Sandra Ngenge Dusabe explique que « beaucoup de gens pensent que les cheveux sont un sujet ordinaire, pas vraiment artistique. Mais pour nous, dans notre communauté noire, il y a beaucoup de différents styles, beaucoup de types de cheveux, beaucoup de choses qui peuvent indiquer quel type de personne tu es, selon le style ».

Dans le défilé d’art capillaire, trois coiffeuses présenteront ce que l’organisatrice qualifie d’œuvres d’art. Le public pourra voter pour sa création préférée. Il y aura également des performances musicales avec Kezi et poétiques avec Dominique Gené.

Le défilé d’art capillaire mettra en vedette la créativité des artistes coiffeurs de l’événement. Photo : Curtis Perry

Deux courts-métrages seront projetés : On a Sunday at Eleven d’Alicia K. Harris, et Nœuds, d’Aïcha Morin-Baldé.

Au micro d’ONFR, cette dernière explique que Nœuds est un documentaire « sur la relation des femmes noires avec leurs cheveux naturels. C’est venu de mon besoin de discuter de ça par rapport à mon propre cheminement ».

Celle qui est née d’une union québécoise et guinéenne raconte qu’elle arborait jusqu’à récemment un afro qui lui a valu des commentaires négatifs, majoritairement de la part des femmes noires de son entourage. « Je voulais toucher à ce sujet, comment à l’intérieur de la communauté noire, entre nous, on a tendance, très souvent subconsciemment, à perpétuer des discriminations. »

La réalisatrice montréalaise Aïcha Morin-Baldé parle de racisme intériorisé avec son film Noeuds, réalisé en 2021. Photo : Gracieuseté de Aïcha Morin-Baldé

Nœuds se concentre sur les témoignages de deux protagonistes : Marlyne Désir, qui a vécu de la discrimination au travail, et Abisara Machold, propriétaire du premier salon de coiffure montréalais à se spécialiser dans la clientèle afrodescendante. Cette dernière a pu constater l’évolution de la société par rapport à l’apparence des femmes noires tout au long de sa carrière.

- [TÂCHE ASSIGNÉE]: Reproduisez mot pour mot l'extrait sur l'art capillaire, depuis « Dans le défilé » jusqu'à « Nœuds, d’Aïcha Morin-Baldé. » inclusivement. Appuyez-vous uniquement sur l'extrait.

- [MATÉRIEL RECUEILLI]:
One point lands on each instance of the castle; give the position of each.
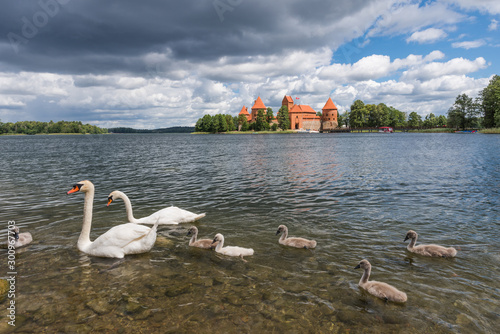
(301, 116)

- [SECTION RÉPONSE]:
Dans le défilé d’art capillaire, trois coiffeuses présenteront ce que l’organisatrice qualifie d’œuvres d’art. Le public pourra voter pour sa création préférée. Il y aura également des performances musicales avec Kezi et poétiques avec Dominique Gené.

Le défilé d’art capillaire mettra en vedette la créativité des artistes coiffeurs de l’événement. Photo : Curtis Perry

Deux courts-métrages seront projetés : On a Sunday at Eleven d’Alicia K. Harris, et Nœuds, d’Aïcha Morin-Baldé.